#### Provided passage ####

Even at ninety-four, Mom had an active alert mind trapped in a disabled body. Reading the newspaper every day kept her up on current events. She watched LSU athletic events on television at every opportunity. Three days before she died, she even went on her last shopping trip to a nearby mall, enjoying the Christmas decorations. That day she gave me no indication of the gravity of her condition. I will forever be thankful for the memory of that day.
Mom always loved to go. This might mean the nearest shopping mall or it might mean to New York or Hawaii, or it might mean a camping trip in her 70’s in a pop-up trailer all the way to the Canadian Rockies and back. What a trooper!
Born in Whitesboro, Texas, she moved with her family at an early age to Wellington in the Panhandle, where she lived until she married. Her mother died when Mom was about twelve, leaving her in charge of housekeeping and the care of three younger sisters.
In 1919, she married my father, George Horne, in a marriage that lasted till Dad’s death in 1967. During their marriage they lived in seven states in scattered regions of the country. The last twenty years of Dad’s active life were spent in United Methodist pastorates in Texas and Louisiana . During Dad’s first pastorate, we lived in a one-hundred-year-old house where Dad was born and reared near Grapeland. This meant preparing our meals on a fireplace and hauling drinking water from a spring a hundred yards away. After retirement (1960) Mom and Dad were actively involved in the Istrouma Church. Following Dad’s death Mom held several leadership posts in the Istrouma Church.
The Reverend Winn conducted her funeral in the Evangeline Church, Baton Rouge, and the burial was in Resthaven Gardens.
Mom survived the death of her daughter in 1984. I am her only other child, and I live in the Atlanta Metro Area. She has fourteen grandchildren and numerous great grandchildren.

####

§ **Written exercise 1**:
Translate this sentence from the tribute into Spanish: "Reading the newspaper every day kept her up on current events."
§ **Written exercise 2**:
Reproduce the tribute word for word, everything from "Even at ninety-four, Mom" down to "What a trooper!".

#### Stored data ####

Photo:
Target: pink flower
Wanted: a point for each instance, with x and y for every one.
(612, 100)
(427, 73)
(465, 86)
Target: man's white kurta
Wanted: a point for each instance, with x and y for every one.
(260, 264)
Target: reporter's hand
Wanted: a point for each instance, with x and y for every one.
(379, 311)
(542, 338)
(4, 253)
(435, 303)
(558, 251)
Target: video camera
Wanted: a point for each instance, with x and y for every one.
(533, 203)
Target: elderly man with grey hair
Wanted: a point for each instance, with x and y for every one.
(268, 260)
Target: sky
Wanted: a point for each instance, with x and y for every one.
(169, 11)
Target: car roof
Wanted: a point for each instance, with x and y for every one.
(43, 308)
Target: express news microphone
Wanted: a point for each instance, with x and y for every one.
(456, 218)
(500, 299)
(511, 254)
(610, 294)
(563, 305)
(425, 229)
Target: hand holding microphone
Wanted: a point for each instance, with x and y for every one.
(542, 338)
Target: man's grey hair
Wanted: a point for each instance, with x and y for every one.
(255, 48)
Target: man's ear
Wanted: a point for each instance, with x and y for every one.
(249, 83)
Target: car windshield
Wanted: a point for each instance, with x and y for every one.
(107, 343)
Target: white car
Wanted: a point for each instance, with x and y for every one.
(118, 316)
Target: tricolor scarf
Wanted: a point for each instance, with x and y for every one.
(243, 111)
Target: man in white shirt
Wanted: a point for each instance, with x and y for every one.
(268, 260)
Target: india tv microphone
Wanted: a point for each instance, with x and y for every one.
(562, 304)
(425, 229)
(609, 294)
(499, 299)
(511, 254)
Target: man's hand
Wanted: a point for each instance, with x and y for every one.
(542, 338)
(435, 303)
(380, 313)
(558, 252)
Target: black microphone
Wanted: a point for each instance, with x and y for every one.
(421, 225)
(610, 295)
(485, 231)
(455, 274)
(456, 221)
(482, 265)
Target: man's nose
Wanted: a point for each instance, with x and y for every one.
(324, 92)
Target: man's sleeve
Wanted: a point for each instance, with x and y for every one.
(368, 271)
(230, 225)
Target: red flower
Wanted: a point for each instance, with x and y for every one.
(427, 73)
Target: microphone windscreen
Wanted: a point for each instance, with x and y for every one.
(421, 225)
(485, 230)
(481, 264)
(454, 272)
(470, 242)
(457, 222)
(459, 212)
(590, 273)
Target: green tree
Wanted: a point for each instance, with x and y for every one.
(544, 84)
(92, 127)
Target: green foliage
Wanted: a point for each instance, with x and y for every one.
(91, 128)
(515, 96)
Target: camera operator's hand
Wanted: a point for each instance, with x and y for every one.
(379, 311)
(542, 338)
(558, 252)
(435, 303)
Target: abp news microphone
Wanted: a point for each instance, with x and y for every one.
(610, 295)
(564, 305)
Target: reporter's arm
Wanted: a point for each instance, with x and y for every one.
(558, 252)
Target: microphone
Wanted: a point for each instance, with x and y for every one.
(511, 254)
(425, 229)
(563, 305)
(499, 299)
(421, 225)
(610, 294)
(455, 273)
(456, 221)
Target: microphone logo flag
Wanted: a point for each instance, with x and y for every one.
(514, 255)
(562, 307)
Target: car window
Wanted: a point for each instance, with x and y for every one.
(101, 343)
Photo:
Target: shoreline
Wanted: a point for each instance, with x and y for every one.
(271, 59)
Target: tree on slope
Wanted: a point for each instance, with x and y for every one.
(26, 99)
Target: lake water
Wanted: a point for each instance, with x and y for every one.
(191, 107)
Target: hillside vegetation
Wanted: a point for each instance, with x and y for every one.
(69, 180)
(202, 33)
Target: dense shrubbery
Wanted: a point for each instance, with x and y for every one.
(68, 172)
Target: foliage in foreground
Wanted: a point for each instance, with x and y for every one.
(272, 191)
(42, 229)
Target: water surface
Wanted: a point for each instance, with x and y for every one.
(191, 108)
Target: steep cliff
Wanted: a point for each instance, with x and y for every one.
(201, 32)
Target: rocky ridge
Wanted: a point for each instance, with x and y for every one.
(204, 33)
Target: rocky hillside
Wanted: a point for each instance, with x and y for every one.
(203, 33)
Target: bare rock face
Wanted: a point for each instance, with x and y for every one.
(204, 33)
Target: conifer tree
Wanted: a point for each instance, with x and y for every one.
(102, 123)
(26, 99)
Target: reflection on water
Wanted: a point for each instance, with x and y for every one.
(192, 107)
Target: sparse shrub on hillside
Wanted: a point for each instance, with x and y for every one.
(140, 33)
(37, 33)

####

§ **Complete response 1**:
Leer el periódico todos los días la mantenía al tanto de la actualidad.

§ **Complete response 2**:
Even at ninety-four, Mom had an active alert mind trapped in a disabled body. Reading the newspaper every day kept her up on current events. She watched LSU athletic events on television at every opportunity. Three days before she died, she even went on her last shopping trip to a nearby mall, enjoying the Christmas decorations. That day she gave me no indication of the gravity of her condition. I will forever be thankful for the memory of that day.
Mom always loved to go. This might mean the nearest shopping mall or it might mean to New York or Hawaii, or it might mean a camping trip in her 70’s in a pop-up trailer all the way to the Canadian Rockies and back. What a trooper!